Written instruction: Take the data below and repeat it exactly.

Available data:

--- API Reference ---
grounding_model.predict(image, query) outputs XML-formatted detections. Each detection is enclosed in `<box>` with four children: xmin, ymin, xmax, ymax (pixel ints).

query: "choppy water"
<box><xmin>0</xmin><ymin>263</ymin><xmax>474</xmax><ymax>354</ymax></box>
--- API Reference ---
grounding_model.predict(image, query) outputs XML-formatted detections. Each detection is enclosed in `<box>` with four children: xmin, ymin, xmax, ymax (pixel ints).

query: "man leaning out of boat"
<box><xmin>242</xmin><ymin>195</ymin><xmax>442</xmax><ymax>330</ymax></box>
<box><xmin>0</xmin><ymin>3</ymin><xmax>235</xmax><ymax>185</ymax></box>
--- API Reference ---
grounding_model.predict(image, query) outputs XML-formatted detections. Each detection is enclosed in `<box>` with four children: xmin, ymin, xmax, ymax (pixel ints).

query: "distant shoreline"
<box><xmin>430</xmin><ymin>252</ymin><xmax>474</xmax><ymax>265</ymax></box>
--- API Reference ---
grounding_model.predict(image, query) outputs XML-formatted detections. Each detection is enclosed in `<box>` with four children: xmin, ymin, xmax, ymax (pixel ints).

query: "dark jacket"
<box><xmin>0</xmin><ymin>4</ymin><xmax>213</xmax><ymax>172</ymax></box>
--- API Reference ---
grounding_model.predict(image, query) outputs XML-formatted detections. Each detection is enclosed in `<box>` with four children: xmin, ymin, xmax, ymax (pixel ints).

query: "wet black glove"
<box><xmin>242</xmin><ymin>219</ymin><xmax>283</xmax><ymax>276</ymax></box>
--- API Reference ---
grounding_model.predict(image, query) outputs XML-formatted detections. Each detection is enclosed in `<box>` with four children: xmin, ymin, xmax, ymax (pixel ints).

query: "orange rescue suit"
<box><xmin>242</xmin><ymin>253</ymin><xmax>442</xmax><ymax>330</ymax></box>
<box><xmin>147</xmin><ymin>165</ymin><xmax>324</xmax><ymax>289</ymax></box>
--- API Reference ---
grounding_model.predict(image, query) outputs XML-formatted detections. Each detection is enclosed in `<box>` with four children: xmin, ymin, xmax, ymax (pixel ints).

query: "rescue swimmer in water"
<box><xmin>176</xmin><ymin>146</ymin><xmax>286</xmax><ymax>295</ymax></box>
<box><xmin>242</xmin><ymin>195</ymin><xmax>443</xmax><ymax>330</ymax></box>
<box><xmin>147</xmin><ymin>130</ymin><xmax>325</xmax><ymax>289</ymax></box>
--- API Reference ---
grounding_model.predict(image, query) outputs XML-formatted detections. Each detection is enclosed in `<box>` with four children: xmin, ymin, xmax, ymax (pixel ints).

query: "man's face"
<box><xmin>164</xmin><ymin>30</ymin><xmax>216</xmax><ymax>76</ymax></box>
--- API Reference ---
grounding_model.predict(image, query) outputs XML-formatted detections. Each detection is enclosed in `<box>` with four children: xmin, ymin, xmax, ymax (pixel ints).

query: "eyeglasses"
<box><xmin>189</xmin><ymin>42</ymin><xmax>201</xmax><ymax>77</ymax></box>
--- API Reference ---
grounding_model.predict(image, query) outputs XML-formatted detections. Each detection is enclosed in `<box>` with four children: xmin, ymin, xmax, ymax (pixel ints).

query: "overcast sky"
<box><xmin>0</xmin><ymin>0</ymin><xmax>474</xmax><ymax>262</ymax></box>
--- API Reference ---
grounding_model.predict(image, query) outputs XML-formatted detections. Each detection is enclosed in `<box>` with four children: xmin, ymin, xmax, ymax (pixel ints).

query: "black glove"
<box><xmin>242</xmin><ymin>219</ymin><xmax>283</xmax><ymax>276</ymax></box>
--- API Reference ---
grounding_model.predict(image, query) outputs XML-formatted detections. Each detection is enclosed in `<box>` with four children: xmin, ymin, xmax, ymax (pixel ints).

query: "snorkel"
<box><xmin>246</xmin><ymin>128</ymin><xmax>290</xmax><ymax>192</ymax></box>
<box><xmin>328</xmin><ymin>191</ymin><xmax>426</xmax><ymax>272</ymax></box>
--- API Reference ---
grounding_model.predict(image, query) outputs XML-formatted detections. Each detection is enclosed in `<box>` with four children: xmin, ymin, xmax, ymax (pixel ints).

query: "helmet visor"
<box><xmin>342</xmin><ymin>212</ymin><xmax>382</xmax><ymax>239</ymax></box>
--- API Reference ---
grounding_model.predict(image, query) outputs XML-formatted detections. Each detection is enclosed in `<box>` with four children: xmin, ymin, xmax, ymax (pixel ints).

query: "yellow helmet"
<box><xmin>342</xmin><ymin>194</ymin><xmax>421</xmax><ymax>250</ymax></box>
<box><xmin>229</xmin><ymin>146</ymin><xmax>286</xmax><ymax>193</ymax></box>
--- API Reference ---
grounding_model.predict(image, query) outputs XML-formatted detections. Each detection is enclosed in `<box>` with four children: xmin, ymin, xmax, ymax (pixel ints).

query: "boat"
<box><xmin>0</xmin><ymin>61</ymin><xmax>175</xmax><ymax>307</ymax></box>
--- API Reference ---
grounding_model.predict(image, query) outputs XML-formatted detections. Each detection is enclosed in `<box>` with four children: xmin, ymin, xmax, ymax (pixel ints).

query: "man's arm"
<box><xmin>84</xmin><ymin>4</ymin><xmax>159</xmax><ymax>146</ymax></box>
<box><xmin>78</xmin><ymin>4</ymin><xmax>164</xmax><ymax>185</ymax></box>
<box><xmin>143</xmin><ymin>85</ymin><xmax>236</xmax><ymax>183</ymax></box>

Correct response:
--- API Reference ---
grounding_model.predict(image, query) outputs XML-formatted detections. Each detection is enclosed in `<box>` with four children: xmin, ymin, xmax, ymax (pixel ints).

query: "choppy water"
<box><xmin>0</xmin><ymin>263</ymin><xmax>474</xmax><ymax>354</ymax></box>
--- API Reference ---
grounding_model.predict(image, query) outputs XML-formatted detections. Each detection is enclosed in `<box>` with four children: xmin, ymin, xmax, ymax (pixel ints).

query: "man leaning out of boat"
<box><xmin>242</xmin><ymin>195</ymin><xmax>442</xmax><ymax>330</ymax></box>
<box><xmin>0</xmin><ymin>3</ymin><xmax>235</xmax><ymax>185</ymax></box>
--- API Reference ---
grounding_model.predict(image, query) outputs XML-formatted detections. Each detection is enclosed in `<box>` with four children: xmin, ymin, xmax, ymax (pixel ints).

query: "distant shoreline"
<box><xmin>430</xmin><ymin>252</ymin><xmax>474</xmax><ymax>265</ymax></box>
--- API Reference ---
grounding_model.predict(image, query) outputs XML-formatted detections. Each detection is enclosed in `<box>` with four children: xmin, ymin, xmax, ymax (pixel ints).

query: "dark jacket"
<box><xmin>0</xmin><ymin>4</ymin><xmax>213</xmax><ymax>172</ymax></box>
--- API Reference ---
grounding_model.predict(image, query) outputs XML-formatted detections. Each detection is enclosed in `<box>` with four children: xmin, ymin, xmax, ymax (pixel ints).

query: "wet black glove"
<box><xmin>242</xmin><ymin>219</ymin><xmax>283</xmax><ymax>276</ymax></box>
--- API Reference ---
grounding_model.predict(image, query) outputs XML-formatted detections. Each detection is enclosed in `<box>` with four children: xmin, ymin, xmax, ymax (pixel ints).

query: "orange rescue suit"
<box><xmin>242</xmin><ymin>253</ymin><xmax>442</xmax><ymax>330</ymax></box>
<box><xmin>147</xmin><ymin>165</ymin><xmax>324</xmax><ymax>289</ymax></box>
--- API Reference ---
grounding_model.predict(image, query) outputs XML-formatted detections. Each detection is enclosed in `<box>` with four children: xmin, ymin, xmax, ymax (pixel ints).

query: "rescue swimmer in water"
<box><xmin>176</xmin><ymin>146</ymin><xmax>286</xmax><ymax>295</ymax></box>
<box><xmin>242</xmin><ymin>195</ymin><xmax>443</xmax><ymax>330</ymax></box>
<box><xmin>147</xmin><ymin>130</ymin><xmax>325</xmax><ymax>289</ymax></box>
--- API Reference ---
grounding_model.predict(image, query) outputs XML-formatted detections. Each detection is enclosed in `<box>` with four children: xmin, ymin, xmax, ymax (pixel ints).

query: "man's face"
<box><xmin>164</xmin><ymin>30</ymin><xmax>216</xmax><ymax>76</ymax></box>
--- API Reference ---
grounding_model.predict(image, query) outputs XML-formatted detections. Each detection is enclosed in `<box>` with four children: xmin, ymin, xmax, ymax (pixel ints).

query: "eyeglasses"
<box><xmin>189</xmin><ymin>42</ymin><xmax>201</xmax><ymax>77</ymax></box>
--- API Reference ---
grounding_model.predict(image, query) outputs XML-formatted detections. Each detection is enclosed in `<box>` with four children: xmin, ymin, xmax, ymax (pixel ints).

query: "overcast sky"
<box><xmin>0</xmin><ymin>0</ymin><xmax>474</xmax><ymax>262</ymax></box>
--- API Reference ---
grounding_model.predict(image, query) outputs XML-formatted detections. Each detection is enclosed in `<box>` with four children: xmin, ymin, xmax, ymax (pixel ints).

query: "black glove"
<box><xmin>242</xmin><ymin>219</ymin><xmax>283</xmax><ymax>276</ymax></box>
--- API Reference ---
grounding_model.predict(image, query) outputs XML-formatted detections. Each detection is enclosed in `<box>` with four children: xmin, ymin, xmax, ymax (pixel ints).

query: "snorkel"
<box><xmin>246</xmin><ymin>128</ymin><xmax>290</xmax><ymax>192</ymax></box>
<box><xmin>328</xmin><ymin>191</ymin><xmax>426</xmax><ymax>272</ymax></box>
--- API Reference ---
grounding_model.predict(image, query) outputs XML-formatted detections. Each detection is enclosed in `<box>` with four children: xmin, ymin, xmax, ymax (pixel ints).

query: "helmet visor"
<box><xmin>342</xmin><ymin>212</ymin><xmax>382</xmax><ymax>239</ymax></box>
--- API Reference ---
grounding_model.predict(image, query) outputs XML-formatted detections. Each detection is enclosed in `<box>` with four children: xmin, ymin, xmax, ymax (pixel ints).

query: "yellow helmet"
<box><xmin>342</xmin><ymin>194</ymin><xmax>421</xmax><ymax>250</ymax></box>
<box><xmin>229</xmin><ymin>146</ymin><xmax>286</xmax><ymax>193</ymax></box>
--- API Reference ---
grounding_model.predict(image, query) outputs XML-formatted detections. Each detection is enclosed in `<box>` with four children: xmin, ymin, xmax, ymax (pixel ints).

query: "boat"
<box><xmin>0</xmin><ymin>61</ymin><xmax>175</xmax><ymax>307</ymax></box>
--- API Reference ---
grounding_model.predict(image, query) outputs XML-formatted detections. Each detection is enclosed in `<box>` with four children: xmin, ymin, xmax, ymax (pixel ints).

query: "man's arm"
<box><xmin>84</xmin><ymin>4</ymin><xmax>159</xmax><ymax>146</ymax></box>
<box><xmin>78</xmin><ymin>4</ymin><xmax>164</xmax><ymax>185</ymax></box>
<box><xmin>143</xmin><ymin>85</ymin><xmax>236</xmax><ymax>183</ymax></box>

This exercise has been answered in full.